Start of Block

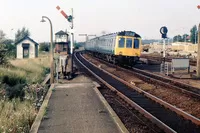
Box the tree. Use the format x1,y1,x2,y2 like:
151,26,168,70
15,27,30,43
39,42,49,52
0,44,8,65
0,30,6,43
0,30,8,65
190,25,197,44
3,39,16,58
182,34,189,42
173,35,182,42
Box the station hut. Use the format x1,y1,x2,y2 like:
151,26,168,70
16,36,39,59
55,30,69,54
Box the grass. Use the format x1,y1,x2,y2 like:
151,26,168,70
0,55,50,84
0,53,50,132
0,99,35,133
43,106,49,120
9,56,50,83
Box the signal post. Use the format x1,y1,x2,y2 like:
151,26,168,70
56,6,74,79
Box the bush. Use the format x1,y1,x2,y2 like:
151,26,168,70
1,74,26,100
43,67,50,75
5,84,25,100
0,44,8,65
2,74,26,87
39,42,49,52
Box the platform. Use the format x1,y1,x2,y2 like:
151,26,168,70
36,75,127,133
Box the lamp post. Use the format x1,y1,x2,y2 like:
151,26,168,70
41,16,54,84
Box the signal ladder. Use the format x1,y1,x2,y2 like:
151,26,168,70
160,61,169,76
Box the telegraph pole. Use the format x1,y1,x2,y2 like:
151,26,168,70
197,5,200,77
197,23,200,77
195,31,197,44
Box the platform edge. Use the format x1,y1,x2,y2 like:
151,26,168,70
30,84,55,133
92,81,129,133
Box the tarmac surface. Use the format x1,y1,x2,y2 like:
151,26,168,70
38,75,123,133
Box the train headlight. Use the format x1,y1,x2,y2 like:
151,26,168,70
119,52,122,55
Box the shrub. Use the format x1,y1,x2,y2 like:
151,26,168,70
43,67,50,75
2,74,26,87
0,44,8,65
1,74,26,100
39,42,49,52
5,84,25,100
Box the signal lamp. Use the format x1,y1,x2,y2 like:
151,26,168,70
68,15,73,22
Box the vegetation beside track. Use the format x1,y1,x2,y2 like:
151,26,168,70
0,53,50,132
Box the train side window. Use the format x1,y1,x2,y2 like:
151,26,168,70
118,37,125,48
134,39,139,49
126,38,132,48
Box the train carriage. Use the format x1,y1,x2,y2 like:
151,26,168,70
85,31,142,66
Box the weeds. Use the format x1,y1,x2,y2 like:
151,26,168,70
43,106,49,120
0,99,36,133
0,54,50,133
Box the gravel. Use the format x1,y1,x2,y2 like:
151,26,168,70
83,54,200,119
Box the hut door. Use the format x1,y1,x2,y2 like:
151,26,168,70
22,43,30,58
23,47,29,58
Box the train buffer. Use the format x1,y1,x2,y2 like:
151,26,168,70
35,75,127,133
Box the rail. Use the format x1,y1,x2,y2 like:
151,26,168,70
74,52,200,133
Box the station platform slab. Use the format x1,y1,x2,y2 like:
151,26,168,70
37,75,127,133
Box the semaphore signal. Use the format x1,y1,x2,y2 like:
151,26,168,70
56,6,73,22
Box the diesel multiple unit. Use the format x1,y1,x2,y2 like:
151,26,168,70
84,31,142,66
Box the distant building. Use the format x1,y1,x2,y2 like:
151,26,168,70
55,30,69,54
15,36,39,59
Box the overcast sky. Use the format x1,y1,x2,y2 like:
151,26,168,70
1,0,200,42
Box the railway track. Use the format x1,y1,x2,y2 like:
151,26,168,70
74,52,200,133
140,55,196,66
89,53,200,99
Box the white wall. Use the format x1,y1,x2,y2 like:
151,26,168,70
56,35,67,42
16,39,37,59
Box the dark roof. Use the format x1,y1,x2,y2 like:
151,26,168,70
55,30,68,36
117,31,141,38
89,30,141,41
15,36,39,45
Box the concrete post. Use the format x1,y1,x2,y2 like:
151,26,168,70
197,23,200,77
70,8,74,77
163,39,166,58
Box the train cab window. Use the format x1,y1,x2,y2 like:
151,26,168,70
118,37,125,48
134,39,140,49
126,38,132,48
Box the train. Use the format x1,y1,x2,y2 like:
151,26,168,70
84,31,142,66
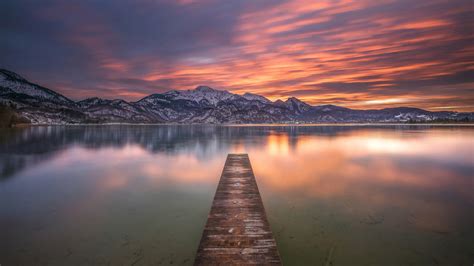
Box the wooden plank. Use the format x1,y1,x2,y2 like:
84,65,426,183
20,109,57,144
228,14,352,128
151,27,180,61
194,154,282,265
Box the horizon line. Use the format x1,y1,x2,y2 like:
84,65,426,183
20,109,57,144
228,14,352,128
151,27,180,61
1,68,472,113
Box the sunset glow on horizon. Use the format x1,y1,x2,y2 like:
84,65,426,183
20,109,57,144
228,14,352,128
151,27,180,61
1,0,473,111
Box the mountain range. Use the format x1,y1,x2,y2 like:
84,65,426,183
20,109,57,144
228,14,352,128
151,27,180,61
1,68,472,125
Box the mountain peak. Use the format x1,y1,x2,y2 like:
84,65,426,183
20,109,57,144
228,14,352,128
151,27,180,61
284,96,311,113
1,68,472,125
161,85,234,106
0,69,28,82
286,96,303,103
81,97,101,101
243,92,271,103
195,85,215,92
0,68,74,105
285,96,309,106
274,99,285,104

End of Block

# Activity:
Determine how many lines of the records above contain the word "track", and report only that number.

# Task solution:
2